▶ [EXERCISE BRIEF]:
Please render everything from the first line down to the line containing "248L208 256L205 262L203" as a Markdown table with the columns "No." and "Line", numbering each row and leaving out blank lines.

▶ [INPUT RECORDS]:
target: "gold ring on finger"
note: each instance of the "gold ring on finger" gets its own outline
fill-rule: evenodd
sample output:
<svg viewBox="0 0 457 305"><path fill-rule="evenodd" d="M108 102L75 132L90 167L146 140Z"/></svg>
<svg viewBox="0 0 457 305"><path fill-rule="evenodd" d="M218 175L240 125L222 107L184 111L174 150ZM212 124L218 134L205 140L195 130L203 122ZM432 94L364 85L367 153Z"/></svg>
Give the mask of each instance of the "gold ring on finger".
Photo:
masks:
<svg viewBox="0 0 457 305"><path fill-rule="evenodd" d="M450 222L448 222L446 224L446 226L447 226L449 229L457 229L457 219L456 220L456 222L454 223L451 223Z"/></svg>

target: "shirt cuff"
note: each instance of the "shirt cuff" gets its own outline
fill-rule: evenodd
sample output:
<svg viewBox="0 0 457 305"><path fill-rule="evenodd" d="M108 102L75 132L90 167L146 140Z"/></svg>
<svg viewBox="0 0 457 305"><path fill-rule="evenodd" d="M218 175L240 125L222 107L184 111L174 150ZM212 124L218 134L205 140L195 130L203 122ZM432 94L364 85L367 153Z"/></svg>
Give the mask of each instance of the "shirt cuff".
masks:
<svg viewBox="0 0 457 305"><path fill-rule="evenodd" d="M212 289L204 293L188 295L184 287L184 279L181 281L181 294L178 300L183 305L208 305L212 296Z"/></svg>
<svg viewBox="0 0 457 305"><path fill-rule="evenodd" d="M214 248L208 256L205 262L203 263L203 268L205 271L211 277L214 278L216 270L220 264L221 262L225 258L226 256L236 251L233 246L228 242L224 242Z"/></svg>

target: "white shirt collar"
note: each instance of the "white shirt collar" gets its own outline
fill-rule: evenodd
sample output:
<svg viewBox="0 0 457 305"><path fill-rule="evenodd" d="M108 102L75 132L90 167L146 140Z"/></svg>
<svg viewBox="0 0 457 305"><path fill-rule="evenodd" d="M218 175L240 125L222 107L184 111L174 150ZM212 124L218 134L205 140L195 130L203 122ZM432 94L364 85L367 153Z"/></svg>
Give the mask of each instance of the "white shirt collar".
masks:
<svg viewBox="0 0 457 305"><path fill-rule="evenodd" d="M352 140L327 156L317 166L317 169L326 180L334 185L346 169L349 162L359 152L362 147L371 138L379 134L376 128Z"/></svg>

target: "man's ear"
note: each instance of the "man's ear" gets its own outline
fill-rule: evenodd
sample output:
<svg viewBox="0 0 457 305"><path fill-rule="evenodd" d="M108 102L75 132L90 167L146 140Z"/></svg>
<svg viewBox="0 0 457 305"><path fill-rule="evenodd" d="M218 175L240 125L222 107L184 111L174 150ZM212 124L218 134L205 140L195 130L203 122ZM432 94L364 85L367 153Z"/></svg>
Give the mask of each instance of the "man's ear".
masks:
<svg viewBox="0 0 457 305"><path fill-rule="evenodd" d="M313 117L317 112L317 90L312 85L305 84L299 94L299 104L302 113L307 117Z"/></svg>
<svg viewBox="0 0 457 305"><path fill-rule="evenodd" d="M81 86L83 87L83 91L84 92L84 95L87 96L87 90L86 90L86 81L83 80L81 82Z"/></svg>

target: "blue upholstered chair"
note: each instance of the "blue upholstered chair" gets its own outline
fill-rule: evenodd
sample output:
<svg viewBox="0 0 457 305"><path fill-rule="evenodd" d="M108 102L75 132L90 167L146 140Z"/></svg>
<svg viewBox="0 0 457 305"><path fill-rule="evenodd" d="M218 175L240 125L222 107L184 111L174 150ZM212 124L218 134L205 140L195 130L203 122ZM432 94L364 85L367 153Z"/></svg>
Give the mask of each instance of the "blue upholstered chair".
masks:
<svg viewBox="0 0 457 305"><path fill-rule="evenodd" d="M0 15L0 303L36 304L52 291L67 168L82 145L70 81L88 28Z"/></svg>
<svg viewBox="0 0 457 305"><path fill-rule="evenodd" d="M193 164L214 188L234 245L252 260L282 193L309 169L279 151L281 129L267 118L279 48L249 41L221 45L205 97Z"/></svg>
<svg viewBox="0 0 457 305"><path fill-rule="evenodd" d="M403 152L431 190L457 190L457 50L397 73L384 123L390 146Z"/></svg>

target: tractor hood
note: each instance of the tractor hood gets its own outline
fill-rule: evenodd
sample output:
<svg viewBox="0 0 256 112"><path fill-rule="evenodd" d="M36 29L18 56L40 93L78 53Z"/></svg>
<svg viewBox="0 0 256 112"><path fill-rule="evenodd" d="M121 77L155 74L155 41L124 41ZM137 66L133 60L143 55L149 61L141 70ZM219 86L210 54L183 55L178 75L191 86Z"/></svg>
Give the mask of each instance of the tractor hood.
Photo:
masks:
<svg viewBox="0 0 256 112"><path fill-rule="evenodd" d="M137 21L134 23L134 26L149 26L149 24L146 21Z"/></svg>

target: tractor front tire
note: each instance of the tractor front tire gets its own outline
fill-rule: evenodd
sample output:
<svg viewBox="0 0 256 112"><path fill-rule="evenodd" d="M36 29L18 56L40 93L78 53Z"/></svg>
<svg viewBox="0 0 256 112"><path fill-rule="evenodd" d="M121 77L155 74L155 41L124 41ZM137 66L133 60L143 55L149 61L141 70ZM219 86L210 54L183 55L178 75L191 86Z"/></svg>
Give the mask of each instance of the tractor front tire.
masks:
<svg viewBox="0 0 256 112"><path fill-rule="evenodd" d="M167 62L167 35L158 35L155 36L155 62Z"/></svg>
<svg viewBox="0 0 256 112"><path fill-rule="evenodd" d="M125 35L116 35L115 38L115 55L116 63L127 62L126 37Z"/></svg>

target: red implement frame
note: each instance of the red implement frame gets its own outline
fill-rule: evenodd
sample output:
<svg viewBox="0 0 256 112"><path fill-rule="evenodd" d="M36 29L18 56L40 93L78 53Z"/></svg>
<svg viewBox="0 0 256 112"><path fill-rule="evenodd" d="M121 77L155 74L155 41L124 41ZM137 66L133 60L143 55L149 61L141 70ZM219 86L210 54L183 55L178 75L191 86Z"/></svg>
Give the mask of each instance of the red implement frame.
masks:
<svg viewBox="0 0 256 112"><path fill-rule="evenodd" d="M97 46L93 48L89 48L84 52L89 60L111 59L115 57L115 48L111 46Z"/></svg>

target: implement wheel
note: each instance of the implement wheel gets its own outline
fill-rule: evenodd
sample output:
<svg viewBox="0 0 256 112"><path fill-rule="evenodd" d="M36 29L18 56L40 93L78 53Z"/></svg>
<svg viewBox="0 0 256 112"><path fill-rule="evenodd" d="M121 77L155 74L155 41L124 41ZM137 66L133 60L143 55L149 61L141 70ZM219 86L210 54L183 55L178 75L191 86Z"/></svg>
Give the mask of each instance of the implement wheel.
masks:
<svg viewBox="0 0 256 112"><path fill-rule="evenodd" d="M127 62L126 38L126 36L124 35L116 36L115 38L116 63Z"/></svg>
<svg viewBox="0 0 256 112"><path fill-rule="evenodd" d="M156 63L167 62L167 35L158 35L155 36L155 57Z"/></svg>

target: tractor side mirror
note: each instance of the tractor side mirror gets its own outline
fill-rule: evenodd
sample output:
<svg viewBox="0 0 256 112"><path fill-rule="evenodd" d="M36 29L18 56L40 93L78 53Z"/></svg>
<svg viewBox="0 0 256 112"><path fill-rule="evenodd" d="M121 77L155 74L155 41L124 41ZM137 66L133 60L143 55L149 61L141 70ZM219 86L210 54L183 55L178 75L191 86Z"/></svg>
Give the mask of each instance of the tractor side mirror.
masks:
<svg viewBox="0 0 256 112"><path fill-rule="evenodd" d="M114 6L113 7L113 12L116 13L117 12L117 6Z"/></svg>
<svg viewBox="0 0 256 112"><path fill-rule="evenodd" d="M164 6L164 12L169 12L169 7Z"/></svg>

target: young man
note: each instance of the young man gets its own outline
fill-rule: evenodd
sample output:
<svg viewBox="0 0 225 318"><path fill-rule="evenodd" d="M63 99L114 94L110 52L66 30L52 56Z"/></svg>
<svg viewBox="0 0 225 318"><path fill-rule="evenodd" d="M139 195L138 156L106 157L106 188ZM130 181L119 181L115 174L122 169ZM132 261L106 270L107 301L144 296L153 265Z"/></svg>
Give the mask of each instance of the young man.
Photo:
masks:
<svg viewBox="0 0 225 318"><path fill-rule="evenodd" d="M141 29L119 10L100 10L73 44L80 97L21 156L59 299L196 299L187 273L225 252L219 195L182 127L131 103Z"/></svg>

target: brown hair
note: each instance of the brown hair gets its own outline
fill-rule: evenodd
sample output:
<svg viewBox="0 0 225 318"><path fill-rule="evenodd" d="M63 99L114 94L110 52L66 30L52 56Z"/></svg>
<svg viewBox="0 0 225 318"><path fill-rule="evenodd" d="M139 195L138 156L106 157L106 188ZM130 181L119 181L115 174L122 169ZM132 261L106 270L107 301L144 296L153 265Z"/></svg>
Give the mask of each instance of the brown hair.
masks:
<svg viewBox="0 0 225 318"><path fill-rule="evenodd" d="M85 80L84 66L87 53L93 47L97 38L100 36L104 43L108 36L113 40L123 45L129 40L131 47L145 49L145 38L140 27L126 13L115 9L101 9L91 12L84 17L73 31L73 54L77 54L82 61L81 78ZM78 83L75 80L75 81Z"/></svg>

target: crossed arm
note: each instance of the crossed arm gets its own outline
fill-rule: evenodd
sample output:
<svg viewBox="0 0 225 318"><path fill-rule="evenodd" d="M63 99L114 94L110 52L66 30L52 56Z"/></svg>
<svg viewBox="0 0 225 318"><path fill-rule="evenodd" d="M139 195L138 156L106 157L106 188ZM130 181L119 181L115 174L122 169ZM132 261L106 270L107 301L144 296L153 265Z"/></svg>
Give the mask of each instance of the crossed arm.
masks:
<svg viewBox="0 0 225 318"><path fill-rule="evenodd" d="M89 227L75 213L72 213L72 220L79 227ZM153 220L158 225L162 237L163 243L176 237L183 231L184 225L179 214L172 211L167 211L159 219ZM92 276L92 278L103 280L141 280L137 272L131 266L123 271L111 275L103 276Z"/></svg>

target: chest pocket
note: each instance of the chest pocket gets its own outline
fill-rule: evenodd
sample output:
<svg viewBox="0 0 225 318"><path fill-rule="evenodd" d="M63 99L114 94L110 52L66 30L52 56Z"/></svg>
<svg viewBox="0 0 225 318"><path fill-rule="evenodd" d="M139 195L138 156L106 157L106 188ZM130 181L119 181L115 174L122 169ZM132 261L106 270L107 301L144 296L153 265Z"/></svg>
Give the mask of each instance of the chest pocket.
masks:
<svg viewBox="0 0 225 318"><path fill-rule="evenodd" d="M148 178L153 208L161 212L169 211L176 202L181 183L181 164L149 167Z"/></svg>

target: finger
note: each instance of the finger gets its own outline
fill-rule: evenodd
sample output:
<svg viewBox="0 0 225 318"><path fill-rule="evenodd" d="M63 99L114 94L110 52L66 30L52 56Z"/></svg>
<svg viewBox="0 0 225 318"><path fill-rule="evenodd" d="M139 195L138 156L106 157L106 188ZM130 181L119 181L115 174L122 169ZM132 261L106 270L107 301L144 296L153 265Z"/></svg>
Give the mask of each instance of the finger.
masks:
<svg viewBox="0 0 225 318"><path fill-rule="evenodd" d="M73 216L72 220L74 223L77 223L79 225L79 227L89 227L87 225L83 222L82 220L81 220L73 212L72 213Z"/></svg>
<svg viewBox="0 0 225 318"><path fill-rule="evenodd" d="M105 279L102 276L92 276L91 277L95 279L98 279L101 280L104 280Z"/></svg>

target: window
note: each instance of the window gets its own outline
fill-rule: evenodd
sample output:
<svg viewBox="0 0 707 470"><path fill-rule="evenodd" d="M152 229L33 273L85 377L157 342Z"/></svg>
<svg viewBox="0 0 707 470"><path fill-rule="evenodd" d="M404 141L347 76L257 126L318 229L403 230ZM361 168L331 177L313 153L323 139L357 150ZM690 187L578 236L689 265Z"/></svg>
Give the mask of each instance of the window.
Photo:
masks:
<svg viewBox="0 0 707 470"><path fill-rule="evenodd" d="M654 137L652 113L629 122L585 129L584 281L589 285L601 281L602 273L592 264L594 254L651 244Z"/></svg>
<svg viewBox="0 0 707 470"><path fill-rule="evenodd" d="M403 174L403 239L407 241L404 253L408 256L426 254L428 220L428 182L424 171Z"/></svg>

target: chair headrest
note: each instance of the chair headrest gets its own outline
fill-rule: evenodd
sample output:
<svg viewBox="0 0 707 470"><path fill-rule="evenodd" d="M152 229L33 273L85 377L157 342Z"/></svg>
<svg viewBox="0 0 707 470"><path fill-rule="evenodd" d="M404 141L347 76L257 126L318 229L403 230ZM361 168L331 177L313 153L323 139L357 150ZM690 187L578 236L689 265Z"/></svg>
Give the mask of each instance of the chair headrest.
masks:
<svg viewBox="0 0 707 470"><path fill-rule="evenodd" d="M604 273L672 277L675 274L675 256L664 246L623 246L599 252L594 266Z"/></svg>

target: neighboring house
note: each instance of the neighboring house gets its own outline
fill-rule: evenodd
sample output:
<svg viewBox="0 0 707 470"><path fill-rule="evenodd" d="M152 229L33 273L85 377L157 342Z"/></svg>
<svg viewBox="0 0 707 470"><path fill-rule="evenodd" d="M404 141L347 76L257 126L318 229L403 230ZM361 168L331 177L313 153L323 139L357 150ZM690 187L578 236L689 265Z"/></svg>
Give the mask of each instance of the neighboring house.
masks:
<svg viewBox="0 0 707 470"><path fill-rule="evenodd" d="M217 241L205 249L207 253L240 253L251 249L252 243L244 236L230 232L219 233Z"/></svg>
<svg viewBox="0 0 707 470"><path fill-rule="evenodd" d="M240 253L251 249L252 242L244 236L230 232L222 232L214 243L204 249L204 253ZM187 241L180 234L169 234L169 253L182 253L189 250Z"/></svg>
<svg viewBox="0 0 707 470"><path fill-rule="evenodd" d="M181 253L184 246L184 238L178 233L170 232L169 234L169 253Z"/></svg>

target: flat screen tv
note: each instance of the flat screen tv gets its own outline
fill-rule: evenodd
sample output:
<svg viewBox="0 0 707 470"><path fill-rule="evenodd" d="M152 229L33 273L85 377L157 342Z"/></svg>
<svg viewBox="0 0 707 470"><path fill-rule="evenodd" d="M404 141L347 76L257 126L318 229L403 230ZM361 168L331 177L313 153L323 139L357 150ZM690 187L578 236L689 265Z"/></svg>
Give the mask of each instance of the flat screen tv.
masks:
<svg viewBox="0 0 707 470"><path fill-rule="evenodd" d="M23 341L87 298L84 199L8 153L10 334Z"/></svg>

▶ [EXERCISE RESULT]:
| No. | Line |
|---|---|
| 1 | target: "gold ring on finger" |
| 2 | note: each instance of the "gold ring on finger" gets its own outline |
| 3 | fill-rule: evenodd |
| 4 | sample output: |
| 5 | <svg viewBox="0 0 457 305"><path fill-rule="evenodd" d="M108 102L75 132L90 167L146 140Z"/></svg> |
| 6 | <svg viewBox="0 0 457 305"><path fill-rule="evenodd" d="M218 175L240 125L222 107L184 111L174 150ZM212 124L218 134L205 140L195 130L203 122ZM432 94L364 85L367 153Z"/></svg> |
| 7 | Give the mask of each instance of the "gold ring on finger". |
| 8 | Photo: |
| 9 | masks: |
| 10 | <svg viewBox="0 0 457 305"><path fill-rule="evenodd" d="M450 222L448 222L446 224L446 226L447 226L449 229L457 229L457 219L456 220L456 222L454 223L451 223Z"/></svg> |
| 11 | target: "shirt cuff" |
| 12 | note: each instance of the "shirt cuff" gets its own outline |
| 13 | fill-rule: evenodd |
| 14 | sample output: |
| 15 | <svg viewBox="0 0 457 305"><path fill-rule="evenodd" d="M108 102L75 132L90 167L146 140Z"/></svg> |
| 16 | <svg viewBox="0 0 457 305"><path fill-rule="evenodd" d="M218 175L240 125L222 107L184 111L174 150ZM212 124L218 134L205 140L195 130L203 122ZM432 94L364 85L367 153Z"/></svg> |
| 17 | Give the mask of each instance of the "shirt cuff". |
| 18 | masks: |
| 19 | <svg viewBox="0 0 457 305"><path fill-rule="evenodd" d="M212 289L204 293L188 295L184 287L184 279L181 281L181 294L178 300L183 305L208 305L212 296Z"/></svg> |
| 20 | <svg viewBox="0 0 457 305"><path fill-rule="evenodd" d="M214 248L208 256L205 262L203 263L203 268L205 271L211 277L214 278L216 270L220 264L221 262L225 258L226 256L236 251L233 246L228 242L224 242Z"/></svg> |